--- START OF Supplied text ---
Putin finds casinos not worth the gamble
Moscow: Could there be a better symbol for the new Moscow – seductive, indulgent, awash in got-quick riches – than the casino?
There are more than 60 of them in the city now, neon palaces of capitalist glitter and risk that have become as ubiquitous as the onion domes of Russian Orthodoxy. One major street, Novy Arbat, has more than a passing resemblance to the Las Vegas Strip, and even a casino called the Mirage.
There is just one cloud on this rosy horizon: They are all to be closed, though perhaps not for a while.
Pressed by President Vladimir Putin, the only political authority that matters anymore, lawmakers are drafting a law that would banish casinos, slot-machine parlors and other gambling halls from Moscow, though they could be allowed to operate in a few other places.
--- END OF Supplied text ---
--- START OF Data listing ---
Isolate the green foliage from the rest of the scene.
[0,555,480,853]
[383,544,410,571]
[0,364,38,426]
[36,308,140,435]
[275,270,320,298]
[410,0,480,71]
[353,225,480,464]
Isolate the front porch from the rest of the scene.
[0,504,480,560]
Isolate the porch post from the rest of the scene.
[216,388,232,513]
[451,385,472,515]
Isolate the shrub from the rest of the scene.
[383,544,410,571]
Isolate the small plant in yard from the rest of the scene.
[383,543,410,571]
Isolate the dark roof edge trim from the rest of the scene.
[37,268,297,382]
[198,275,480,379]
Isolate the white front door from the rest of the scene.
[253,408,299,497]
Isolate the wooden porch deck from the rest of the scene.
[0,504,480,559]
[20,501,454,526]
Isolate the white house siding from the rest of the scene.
--- END OF Data listing ---
Objectives →
A) In the Moscow casino article, rewrite the stretch from "There is just" through "few other places.", substituting "legislators" for "lawmakers".
B) Answer these from the Moscow casino article:
(i) How many casinos does the article say Moscow has?
(ii) Which street does it compare to the Las Vegas Strip?
(iii) Besides casinos, what would the drafted law banish from Moscow?
C) Please continue the article on Putin and the Moscow casinos from its final sentence.
The data plays no role here.

Outputs for the tasks →
A)
There is just one cloud on this rosy horizon: They are all to be closed, though perhaps not for a while.
Pressed by President Vladimir Putin, the only political authority that matters anymore, legislators are drafting a law that would banish casinos, slot-machine parlors and other gambling halls from Moscow, though they could be allowed to operate in a few other places.

B)
(i) More than 60.
(ii) Novy Arbat.
(iii) Slot-machine parlors and other gambling halls.

C)
Unless lawmakers buck Putin, which has yet to happen, the new law would do more to alter the cityscape of Moscow than any other since the collapse of the Soviet Union. The Soviet government banned gambling – even playing cards in public – until the end of the 1980s and, perhaps not coincidentally, the end of its history.
The first big casinos followed hard on the Soviet collapse, but they have proliferated since 2001, when an easing of licensing rules coincided with Russia’s growing economic boom, creating a frenzy of easily disposed income. Industry officials here estimate that nearly $ 6 billion is spent on gambling each year in Russia.
Moscow now has more casinos than any other cities except Las Vegas and Miami, according to the World Casino Directory, an online industry association. That does not include hundreds of small shops with slot machines.
„The new Russians – I would say 80 percent are gamblers,“ a gambler who declined to give more than his first name and patronymic, Vadim Pavlovich, said as he moved from the poker table to the roulette wheel at a casino here called Jazz Town. He estimates casually that he had lost a million dollars over time, money earned, he said vaguely, from wholesale trading. „I have made enough to lose a million dollars,“ he said, fingering the chips in his hand.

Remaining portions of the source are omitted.